Task item: Can you extend the blog post on getting the most out of your workouts, starting right after its last sentence?

The 5 best ways to get the most out of your workouts

I was called to write this blog.

I need to address some issues that I have seen in every gym I have been to, or coached.  Some of these observations may seem like common sense, but for some reason, not everyone got the memo.

So, here is the company wide memo regarding the things that you need to be doing in order to get the most out of your workouts.

1. Always do the full-range of motion for each movement.

I see this very often with movements like push-ups and pull-ups.  Often people don’t get their chest to the floor and/or lock all the way out at the top when doing a push-up.  It’s cliche’ to say, but, you’re only cheating yourself.

In order to actually get better at the movement, you have to do the full-range. By the way, if you are shorting reps or half-assing them, your coach knows it and so do the other people in your class.

Do your body a favor and complete the entire movement.  There’s no award for “winning” the workout unless you’re a professional athlete.  And trust me, the pros didn’t get to the top by kinda doing the movement.

2.  Lighten the load

As I’ve gotten more experience, I’ve become a more patient and conservative trainer.  I know it sounds un-American to not go all out every time you hit the gym, but I’ve learned that it’s not always how intense you workout, but rather how consistent you are.

My best athletes developed their abilities by being cautious, meticulous and consistent.  Sure, sometimes you gotta let the wheels come off, but most of the time you need to train properly and with a weight and intensity that you can manage.

Information:
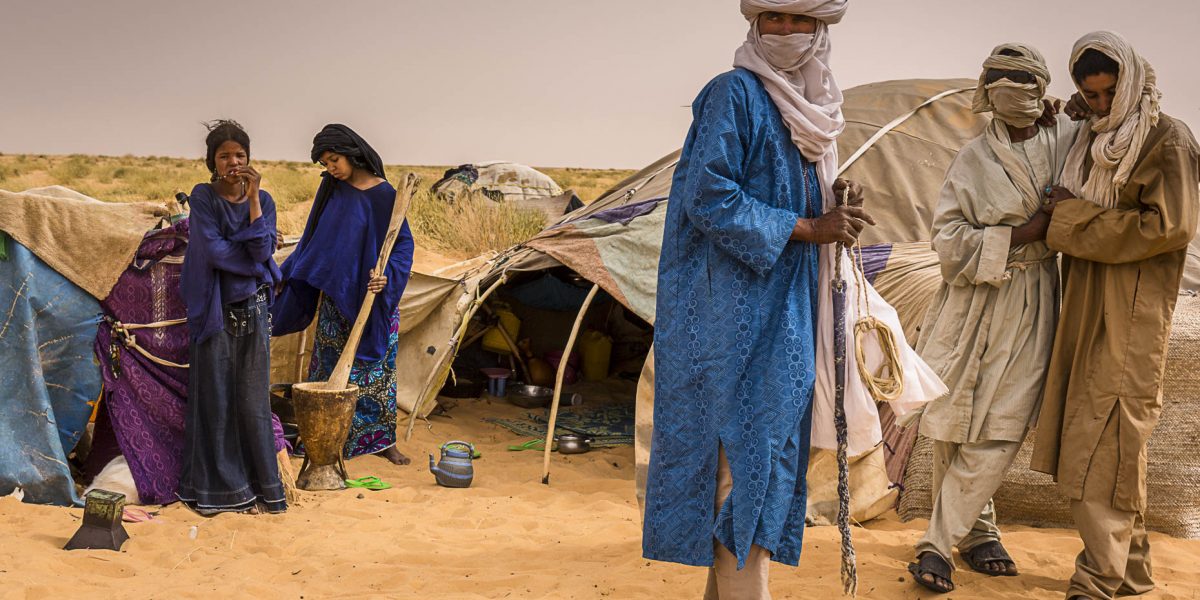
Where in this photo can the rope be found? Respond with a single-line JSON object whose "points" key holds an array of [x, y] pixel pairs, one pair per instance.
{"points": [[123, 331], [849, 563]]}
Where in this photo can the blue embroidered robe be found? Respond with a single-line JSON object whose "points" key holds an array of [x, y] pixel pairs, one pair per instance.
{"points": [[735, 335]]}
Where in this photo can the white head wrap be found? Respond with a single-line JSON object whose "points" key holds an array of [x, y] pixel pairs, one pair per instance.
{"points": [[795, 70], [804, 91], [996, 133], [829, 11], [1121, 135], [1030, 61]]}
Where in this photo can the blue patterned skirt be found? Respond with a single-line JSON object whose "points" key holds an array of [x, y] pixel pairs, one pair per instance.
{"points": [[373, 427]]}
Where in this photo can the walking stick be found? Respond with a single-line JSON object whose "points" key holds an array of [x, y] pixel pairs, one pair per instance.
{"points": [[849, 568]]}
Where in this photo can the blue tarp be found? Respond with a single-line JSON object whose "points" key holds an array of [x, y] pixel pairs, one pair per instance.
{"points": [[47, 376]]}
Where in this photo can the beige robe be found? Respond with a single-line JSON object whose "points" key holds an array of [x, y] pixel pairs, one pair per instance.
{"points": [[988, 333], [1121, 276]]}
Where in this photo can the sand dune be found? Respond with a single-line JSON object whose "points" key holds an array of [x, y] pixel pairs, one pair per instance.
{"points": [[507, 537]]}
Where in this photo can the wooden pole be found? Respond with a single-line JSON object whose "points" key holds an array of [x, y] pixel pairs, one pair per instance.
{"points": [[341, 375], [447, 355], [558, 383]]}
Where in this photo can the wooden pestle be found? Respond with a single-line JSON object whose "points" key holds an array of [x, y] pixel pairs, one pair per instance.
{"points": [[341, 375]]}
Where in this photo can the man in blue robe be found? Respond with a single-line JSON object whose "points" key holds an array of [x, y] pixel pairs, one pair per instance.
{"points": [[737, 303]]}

==

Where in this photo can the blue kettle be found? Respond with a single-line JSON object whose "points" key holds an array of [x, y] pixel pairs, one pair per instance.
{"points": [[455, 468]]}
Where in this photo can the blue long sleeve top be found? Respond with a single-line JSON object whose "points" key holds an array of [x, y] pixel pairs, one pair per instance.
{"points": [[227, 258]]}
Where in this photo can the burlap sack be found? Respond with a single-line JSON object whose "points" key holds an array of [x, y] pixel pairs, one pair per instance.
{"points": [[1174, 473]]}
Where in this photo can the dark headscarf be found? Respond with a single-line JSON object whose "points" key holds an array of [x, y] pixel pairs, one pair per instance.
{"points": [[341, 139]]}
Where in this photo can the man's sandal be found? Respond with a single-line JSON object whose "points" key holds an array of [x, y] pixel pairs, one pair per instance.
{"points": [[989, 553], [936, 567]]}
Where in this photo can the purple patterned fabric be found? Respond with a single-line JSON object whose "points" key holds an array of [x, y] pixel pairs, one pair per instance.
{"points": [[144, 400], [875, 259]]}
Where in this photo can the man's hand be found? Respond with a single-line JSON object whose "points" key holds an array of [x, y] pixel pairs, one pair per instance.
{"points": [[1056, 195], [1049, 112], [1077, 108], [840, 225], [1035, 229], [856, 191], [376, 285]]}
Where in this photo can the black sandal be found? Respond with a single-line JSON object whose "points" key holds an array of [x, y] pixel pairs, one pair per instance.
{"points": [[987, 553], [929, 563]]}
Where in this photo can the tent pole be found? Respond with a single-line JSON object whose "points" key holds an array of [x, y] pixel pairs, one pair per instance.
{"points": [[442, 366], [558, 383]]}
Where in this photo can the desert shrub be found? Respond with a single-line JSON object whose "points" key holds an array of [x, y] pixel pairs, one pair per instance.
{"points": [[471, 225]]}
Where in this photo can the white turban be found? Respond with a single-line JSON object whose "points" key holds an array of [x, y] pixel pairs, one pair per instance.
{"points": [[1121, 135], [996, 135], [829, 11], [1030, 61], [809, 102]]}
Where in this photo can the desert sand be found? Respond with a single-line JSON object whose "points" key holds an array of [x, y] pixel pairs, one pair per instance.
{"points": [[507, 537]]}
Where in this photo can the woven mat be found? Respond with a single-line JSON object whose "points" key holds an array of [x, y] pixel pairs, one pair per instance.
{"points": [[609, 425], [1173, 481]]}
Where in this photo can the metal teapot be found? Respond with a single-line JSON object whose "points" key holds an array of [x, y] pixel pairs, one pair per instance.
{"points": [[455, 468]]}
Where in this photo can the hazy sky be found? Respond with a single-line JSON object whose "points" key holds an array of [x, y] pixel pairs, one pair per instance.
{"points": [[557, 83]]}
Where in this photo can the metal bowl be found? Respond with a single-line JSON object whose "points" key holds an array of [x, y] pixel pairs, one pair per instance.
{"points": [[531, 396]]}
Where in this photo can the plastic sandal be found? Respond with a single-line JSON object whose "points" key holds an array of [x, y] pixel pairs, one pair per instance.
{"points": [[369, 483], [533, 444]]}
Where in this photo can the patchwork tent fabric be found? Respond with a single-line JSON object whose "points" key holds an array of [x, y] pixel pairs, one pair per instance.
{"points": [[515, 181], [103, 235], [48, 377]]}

---

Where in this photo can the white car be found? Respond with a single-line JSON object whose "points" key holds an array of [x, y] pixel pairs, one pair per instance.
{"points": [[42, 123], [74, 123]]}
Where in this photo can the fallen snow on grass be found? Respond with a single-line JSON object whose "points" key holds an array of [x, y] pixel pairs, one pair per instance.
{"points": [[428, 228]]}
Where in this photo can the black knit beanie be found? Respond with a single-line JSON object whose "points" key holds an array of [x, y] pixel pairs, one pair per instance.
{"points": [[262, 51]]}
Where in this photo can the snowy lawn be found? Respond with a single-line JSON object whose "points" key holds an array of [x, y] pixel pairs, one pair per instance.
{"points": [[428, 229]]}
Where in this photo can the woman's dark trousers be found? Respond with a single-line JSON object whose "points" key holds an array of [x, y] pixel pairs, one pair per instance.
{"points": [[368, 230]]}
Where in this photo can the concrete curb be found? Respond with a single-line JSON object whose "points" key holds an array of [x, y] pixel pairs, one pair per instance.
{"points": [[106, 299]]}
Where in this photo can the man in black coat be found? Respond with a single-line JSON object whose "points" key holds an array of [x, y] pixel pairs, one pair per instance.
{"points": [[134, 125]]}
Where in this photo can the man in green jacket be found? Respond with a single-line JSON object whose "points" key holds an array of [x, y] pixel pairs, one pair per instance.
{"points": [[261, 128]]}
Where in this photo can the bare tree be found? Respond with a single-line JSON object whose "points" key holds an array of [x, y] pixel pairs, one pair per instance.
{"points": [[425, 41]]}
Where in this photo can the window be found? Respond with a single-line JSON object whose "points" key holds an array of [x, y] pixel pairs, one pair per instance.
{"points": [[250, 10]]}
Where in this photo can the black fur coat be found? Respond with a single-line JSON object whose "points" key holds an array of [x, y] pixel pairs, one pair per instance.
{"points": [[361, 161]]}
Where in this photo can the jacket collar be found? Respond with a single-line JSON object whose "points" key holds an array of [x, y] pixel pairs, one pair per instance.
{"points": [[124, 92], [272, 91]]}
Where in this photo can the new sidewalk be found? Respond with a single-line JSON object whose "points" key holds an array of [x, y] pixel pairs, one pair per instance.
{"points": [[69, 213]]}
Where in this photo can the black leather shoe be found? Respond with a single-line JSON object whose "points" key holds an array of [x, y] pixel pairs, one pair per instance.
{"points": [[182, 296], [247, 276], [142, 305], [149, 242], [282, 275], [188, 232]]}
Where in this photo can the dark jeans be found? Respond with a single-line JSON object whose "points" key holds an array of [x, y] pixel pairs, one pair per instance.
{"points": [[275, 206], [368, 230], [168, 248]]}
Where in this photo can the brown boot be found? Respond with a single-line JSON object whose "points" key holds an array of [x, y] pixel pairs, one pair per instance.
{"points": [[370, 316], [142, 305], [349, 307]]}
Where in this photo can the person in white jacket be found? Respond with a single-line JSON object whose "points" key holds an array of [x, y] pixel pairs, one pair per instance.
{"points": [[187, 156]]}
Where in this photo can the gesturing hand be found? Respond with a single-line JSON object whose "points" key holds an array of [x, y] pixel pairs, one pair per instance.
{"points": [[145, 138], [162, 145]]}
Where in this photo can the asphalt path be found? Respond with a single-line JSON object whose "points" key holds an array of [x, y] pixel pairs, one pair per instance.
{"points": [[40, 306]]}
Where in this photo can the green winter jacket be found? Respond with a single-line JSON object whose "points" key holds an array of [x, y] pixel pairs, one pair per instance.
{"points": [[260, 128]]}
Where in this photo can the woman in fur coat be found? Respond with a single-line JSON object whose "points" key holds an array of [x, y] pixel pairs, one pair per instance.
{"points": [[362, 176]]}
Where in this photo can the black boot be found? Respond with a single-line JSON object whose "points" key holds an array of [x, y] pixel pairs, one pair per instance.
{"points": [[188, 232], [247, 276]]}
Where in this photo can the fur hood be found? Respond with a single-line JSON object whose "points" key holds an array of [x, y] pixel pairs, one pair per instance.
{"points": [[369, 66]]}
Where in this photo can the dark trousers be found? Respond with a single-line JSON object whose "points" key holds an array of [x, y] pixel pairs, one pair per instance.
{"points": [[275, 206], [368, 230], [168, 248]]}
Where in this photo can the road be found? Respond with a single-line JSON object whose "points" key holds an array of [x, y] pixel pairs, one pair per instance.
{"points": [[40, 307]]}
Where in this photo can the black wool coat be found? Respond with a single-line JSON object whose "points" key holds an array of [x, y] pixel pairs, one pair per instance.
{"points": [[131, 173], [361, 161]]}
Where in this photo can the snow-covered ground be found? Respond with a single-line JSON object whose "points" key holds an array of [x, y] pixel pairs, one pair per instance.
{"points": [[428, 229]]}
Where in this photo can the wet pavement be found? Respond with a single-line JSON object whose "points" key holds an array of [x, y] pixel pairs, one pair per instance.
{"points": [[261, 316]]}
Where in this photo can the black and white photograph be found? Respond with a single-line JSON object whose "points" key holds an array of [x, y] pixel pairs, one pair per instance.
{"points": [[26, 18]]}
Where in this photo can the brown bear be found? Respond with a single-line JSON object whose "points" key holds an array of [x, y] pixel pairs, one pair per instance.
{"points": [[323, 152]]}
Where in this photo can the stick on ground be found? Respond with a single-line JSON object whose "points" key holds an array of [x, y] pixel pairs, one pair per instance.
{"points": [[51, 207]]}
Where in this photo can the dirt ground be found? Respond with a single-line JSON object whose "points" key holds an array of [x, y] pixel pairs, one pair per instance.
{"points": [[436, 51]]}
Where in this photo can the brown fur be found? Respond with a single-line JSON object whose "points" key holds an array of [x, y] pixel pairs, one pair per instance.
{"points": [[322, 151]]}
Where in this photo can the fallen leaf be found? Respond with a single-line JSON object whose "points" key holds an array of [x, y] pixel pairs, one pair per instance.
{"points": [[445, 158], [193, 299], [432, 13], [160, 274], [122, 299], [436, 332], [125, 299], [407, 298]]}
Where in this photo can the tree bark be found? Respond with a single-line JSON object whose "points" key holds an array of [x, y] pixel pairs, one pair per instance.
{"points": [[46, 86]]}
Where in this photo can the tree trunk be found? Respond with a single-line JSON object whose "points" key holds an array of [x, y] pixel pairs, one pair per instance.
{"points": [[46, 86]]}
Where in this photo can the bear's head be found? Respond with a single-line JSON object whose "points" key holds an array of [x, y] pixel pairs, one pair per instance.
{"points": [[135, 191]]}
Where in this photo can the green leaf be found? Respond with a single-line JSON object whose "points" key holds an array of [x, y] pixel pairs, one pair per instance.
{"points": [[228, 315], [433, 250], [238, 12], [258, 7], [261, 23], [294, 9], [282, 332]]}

Response for this exercise:
3.  Prioritize form over intensity

Julien Pineau is a strength and conditioning coach that said something in a podcast that really stuck with me.  I’ll paraphrase what he said: bad form strengthens the wrong muscles and weakens the muscle you are trying to target.

So what does that mean for you?

a. you are lowering your maximum potential for this specific movement
b. undoing these muscle patterns will be very difficult
c. your risk for injury is elevated

If you look at a sport like, gymnastics, it’s scored based on execution, not goals or touchdowns. In other words, how well do you perform the specific movement.  We need to take this approach when we are working out.  As you will see, the hard way is not only the correct way, but also the only way.

Greg Glassman, Founder of CrossFit, calls this virtuosity, which is- doing the common, uncommonly well.  I LOVE this definition.

Mastery of anything, simple or not, is rare.  You can and should always seek to improve.  It reminds me of the saying, “Always a student, never a master.”

4.  Identify and address your weaknesses with tenacity.

We all have weaknesses that need to be addressed.  For me, its my feet and ankles.  They are flat and weak and I’ve largely ignored them my whole life.  It’s my fault, not my genetics or because I didn’t know.

Most injuries are the result of a specific weakness.  In other words, most injuries are not traumatic and happen slowly over time.  You wake up and your shoulder hurts, or all the sudden your knee starts to ache.

Usually these problems are due to things like, weak hips, glutes, traps, and joints.  These problems are usually caused by poor posture, too much sitting and bad form….there’s that word again!

My flat feet are a result of standing like a duck for 28 years until somebody said your supposed to stand with your feet straight ahead.  I developed my weakness over 28 years and therefore I have to work harder to undo it. Otherwise, I will have additional problems, like, knee pain, hip pain, low back pain and neck pain.  The body is an entire system, and it is all connected in some way.

Here’s the bottom line: Identify and fix your weakness or you will have problems, sooner or later.

5.  Mobility, Mobility, Mobility

First let’s define mobility because it’s different from flexibility:

Mobility– Being strong in the proper position.

The best athletes in the world often are very strong or enduring within the optimal position.  Look at Peyton Manning, for example.  He wasn’t the fastest athlete, but he was unquestionably strong in his mechanics.  Tiger Woods raised the bar for what a good golfer is by perfecting his swing and then becoming very strong in these positions.  Usain bolt, is so strong as a sprinter that it looks effortless.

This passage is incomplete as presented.